- **DIRECTIONS**
Reproduce the material below word for word, from its first line through the line containing "positive clicks: (210, 196)", with both of those lines included.

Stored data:
______________________________

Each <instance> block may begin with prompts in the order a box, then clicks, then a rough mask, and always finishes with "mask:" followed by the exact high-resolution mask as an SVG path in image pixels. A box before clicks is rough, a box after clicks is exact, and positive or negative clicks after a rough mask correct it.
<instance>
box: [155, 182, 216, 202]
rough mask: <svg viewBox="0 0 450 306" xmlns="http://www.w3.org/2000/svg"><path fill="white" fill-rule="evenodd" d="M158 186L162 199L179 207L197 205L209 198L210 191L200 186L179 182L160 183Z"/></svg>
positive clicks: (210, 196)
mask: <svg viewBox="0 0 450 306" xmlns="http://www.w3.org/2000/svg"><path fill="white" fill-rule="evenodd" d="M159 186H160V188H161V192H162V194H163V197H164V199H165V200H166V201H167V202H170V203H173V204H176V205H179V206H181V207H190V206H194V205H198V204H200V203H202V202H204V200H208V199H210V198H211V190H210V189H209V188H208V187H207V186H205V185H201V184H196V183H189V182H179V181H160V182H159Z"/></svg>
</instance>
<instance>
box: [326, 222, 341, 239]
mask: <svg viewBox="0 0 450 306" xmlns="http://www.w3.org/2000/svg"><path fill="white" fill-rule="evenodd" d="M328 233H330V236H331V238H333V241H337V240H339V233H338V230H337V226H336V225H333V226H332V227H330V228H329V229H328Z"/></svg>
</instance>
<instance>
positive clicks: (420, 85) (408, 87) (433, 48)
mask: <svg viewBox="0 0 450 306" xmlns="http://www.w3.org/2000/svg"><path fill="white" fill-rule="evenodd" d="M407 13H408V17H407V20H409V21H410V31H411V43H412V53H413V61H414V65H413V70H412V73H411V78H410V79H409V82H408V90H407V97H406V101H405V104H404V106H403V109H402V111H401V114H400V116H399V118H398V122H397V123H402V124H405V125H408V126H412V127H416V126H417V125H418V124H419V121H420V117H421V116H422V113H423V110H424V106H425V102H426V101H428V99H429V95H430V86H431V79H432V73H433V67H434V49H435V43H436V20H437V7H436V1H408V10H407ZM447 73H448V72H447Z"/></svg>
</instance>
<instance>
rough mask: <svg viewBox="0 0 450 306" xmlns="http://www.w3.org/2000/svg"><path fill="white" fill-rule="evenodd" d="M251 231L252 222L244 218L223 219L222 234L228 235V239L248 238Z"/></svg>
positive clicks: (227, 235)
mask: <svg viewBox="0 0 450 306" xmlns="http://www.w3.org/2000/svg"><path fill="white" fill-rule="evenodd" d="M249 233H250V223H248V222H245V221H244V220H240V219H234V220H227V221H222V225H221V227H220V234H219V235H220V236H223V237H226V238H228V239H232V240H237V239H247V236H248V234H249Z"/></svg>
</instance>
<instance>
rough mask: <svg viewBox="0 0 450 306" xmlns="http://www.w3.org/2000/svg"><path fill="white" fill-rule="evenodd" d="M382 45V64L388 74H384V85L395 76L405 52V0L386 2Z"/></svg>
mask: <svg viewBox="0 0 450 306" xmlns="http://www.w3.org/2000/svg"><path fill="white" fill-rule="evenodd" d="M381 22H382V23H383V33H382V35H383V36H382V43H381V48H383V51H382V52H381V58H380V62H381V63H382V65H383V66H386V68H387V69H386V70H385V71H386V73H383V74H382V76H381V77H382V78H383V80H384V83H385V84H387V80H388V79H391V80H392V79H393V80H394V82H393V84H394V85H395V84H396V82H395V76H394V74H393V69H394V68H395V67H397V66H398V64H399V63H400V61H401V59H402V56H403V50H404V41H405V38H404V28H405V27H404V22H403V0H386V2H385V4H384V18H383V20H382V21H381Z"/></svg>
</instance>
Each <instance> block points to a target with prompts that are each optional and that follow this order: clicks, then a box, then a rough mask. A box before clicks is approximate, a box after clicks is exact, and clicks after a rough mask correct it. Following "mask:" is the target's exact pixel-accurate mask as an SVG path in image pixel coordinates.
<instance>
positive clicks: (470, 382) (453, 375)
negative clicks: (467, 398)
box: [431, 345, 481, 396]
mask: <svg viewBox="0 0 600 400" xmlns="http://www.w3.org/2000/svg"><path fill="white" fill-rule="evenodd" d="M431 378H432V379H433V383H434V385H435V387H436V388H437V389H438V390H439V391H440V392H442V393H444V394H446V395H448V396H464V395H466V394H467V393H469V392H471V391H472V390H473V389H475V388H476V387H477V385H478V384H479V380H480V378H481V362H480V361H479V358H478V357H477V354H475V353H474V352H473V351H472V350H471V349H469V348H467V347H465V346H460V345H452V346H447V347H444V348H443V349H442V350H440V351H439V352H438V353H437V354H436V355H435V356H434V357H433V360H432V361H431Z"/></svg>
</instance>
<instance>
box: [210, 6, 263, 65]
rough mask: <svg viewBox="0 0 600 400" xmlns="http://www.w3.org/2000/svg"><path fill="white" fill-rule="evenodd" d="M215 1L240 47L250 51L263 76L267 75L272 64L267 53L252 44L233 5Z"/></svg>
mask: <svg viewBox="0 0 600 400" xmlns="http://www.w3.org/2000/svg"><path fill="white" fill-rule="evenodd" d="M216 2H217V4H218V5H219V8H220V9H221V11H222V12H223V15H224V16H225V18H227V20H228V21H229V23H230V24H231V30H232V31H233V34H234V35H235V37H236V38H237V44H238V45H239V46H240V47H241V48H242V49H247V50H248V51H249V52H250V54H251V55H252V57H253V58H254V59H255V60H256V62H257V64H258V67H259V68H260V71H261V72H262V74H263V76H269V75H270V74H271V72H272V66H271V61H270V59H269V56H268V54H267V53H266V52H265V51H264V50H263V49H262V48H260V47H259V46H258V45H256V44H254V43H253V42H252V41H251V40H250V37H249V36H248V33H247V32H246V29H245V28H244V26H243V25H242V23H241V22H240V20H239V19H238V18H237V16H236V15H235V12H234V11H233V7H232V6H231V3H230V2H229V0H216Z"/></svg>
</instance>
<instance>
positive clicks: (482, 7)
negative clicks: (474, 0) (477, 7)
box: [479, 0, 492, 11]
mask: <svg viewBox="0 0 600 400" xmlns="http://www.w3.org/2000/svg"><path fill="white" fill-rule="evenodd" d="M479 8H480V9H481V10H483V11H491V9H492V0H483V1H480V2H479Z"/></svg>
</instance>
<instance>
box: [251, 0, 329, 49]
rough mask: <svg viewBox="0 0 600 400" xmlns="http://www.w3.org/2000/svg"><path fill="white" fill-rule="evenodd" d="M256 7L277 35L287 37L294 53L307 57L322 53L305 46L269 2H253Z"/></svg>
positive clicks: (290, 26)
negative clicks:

______________________________

- **EXPECTED ANSWER**
Each <instance> block may begin with prompts in the order a box, then clicks, then a rough mask, and always finishes with "mask:" followed by the exact high-resolution mask as an SVG path in image pixels. A box before clicks is rough, a box after clicks is exact, and positive or negative clicks after a rough mask correct it.
<instance>
box: [155, 182, 216, 202]
rough mask: <svg viewBox="0 0 450 306" xmlns="http://www.w3.org/2000/svg"><path fill="white" fill-rule="evenodd" d="M158 186L162 199L179 207L197 205L209 198L210 191L200 186L179 182L160 183Z"/></svg>
positive clicks: (210, 196)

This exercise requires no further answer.